### Stored rows:
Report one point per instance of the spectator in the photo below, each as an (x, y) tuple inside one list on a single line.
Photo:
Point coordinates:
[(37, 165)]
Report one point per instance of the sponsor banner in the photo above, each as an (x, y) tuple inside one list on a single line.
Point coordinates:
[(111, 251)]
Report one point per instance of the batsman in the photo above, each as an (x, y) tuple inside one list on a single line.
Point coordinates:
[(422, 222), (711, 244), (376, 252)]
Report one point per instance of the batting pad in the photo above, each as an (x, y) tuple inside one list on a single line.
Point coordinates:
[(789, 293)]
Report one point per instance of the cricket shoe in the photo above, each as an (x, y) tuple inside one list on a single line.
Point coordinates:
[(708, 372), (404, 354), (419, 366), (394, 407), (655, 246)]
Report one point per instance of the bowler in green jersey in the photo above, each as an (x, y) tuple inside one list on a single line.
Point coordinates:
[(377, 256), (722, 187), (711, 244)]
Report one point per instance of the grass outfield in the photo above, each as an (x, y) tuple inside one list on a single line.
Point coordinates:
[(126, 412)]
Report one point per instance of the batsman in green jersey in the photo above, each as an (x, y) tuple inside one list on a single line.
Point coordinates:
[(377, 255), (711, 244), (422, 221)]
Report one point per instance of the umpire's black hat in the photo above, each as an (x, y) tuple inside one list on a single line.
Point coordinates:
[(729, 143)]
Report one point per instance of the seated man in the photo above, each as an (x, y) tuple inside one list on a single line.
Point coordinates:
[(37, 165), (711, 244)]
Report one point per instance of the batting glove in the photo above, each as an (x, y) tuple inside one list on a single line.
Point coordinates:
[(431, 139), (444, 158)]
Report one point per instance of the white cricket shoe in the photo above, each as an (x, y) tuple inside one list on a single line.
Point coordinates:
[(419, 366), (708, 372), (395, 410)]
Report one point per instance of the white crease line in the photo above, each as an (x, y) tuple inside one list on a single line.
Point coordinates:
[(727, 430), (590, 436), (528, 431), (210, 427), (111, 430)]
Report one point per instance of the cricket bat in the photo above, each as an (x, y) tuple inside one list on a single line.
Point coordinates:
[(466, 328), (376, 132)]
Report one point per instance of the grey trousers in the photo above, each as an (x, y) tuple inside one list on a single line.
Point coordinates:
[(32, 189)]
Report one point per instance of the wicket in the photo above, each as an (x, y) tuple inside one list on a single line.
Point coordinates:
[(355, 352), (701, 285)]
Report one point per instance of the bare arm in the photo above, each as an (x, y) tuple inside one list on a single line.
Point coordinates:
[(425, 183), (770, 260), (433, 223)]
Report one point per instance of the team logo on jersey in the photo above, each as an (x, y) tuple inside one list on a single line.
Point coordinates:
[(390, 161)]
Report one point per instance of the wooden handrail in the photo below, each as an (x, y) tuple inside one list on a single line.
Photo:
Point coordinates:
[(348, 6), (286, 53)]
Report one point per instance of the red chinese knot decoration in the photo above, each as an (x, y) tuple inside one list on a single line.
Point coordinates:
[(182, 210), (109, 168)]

### Aim:
Return every line of the items above verbatim, in their original order.

### Task solution:
Report one point per instance of the spectator in the photo below, each as an (x, y) tuple inside one list on a single line.
Photo:
Point coordinates:
[(37, 165)]
Report one point per instance of the sponsor banner in the photo above, each as an (x, y) tuple inside one list on a single line.
Point coordinates:
[(111, 251)]
Report one point per instance of the batsman in the photo above, each as an (x, y) tuple inside one list on a single line.
Point coordinates:
[(422, 222), (711, 244), (376, 252)]
Report one point per instance of the batting pad in the photo above, each as an (x, y) tuple inside one list on a single line.
Point coordinates:
[(789, 293)]
Report one point per instance of the cricket shoe in the photo above, each as an (x, y) tuple inside one list on a single line.
Point coordinates:
[(708, 372), (404, 354), (419, 366), (394, 407), (655, 246)]
Report one point per instance of the bowler in green jersey in the photo above, each as an (x, y) tuple inside one list on a single line.
Point coordinates:
[(377, 256), (722, 187), (711, 244)]
Report one point per instance of the grass outfield in the photo above, each as an (x, y) tuple inside one list on a single line.
Point coordinates:
[(126, 412)]
Report one point per instance of the batsman in green jersey in the photo above, each as an (x, y) tuple inside one list on a single line.
Point coordinates:
[(377, 255), (711, 244), (422, 221)]
Report one point per instance of the umpire's black hat in the photo above, each as an (x, y) tuple inside one list on a single line.
Point coordinates:
[(729, 143)]
Report one point per instance of the seated man in the photo above, each as an (x, y) tuple inside one list on a single line.
Point coordinates:
[(37, 165), (711, 244)]
Report one point per instance of the batting glove in the photo above, each as an (x, y) tuple inside one list on a single line.
Point coordinates:
[(431, 139), (444, 158)]
Report one point per instance of the white cricket shoe in the photo above, each as an (x, y) tuple inside one list on a single line.
Point coordinates:
[(419, 366), (708, 372), (395, 410)]
Report one point per instance of the white crease line in the photo above, each as an (x, y) tuple inside one list on a single line.
Point coordinates:
[(727, 430), (590, 436), (528, 431), (210, 427), (111, 430)]
Report one point per instance of the cricket bat in the photo above, each as an (x, y) tuple inside one list on a single line.
Point coordinates:
[(466, 328), (376, 132)]
Report one point per instance of the grey trousers in the photo above, each as an (x, y) tuple inside one list on a single line.
Point coordinates:
[(32, 189)]
Report one point per instance of the wicket in the photo above, each as an (x, y) tuple inside one list on a single line.
Point coordinates:
[(355, 352), (701, 285)]
Report one point per instance of the bare arm in the photo above, each as an (x, y) tuple inside one list on a single line.
Point coordinates:
[(425, 183), (770, 260), (433, 223)]
Report one point per instance of the team logo on jersey in the photo above, each as an (x, y) tuple inside one list on a single line.
Point coordinates:
[(390, 161)]
Report one point per instance of the wooden handrail in the photo below, each as an (x, y) tuple inside one list on a single line.
Photo:
Point coordinates:
[(348, 6), (286, 53)]
Report one point per instance of the red chinese knot decoration in the photo above, each as an (x, y) tuple inside one list on a single line.
Point coordinates:
[(182, 210), (109, 168)]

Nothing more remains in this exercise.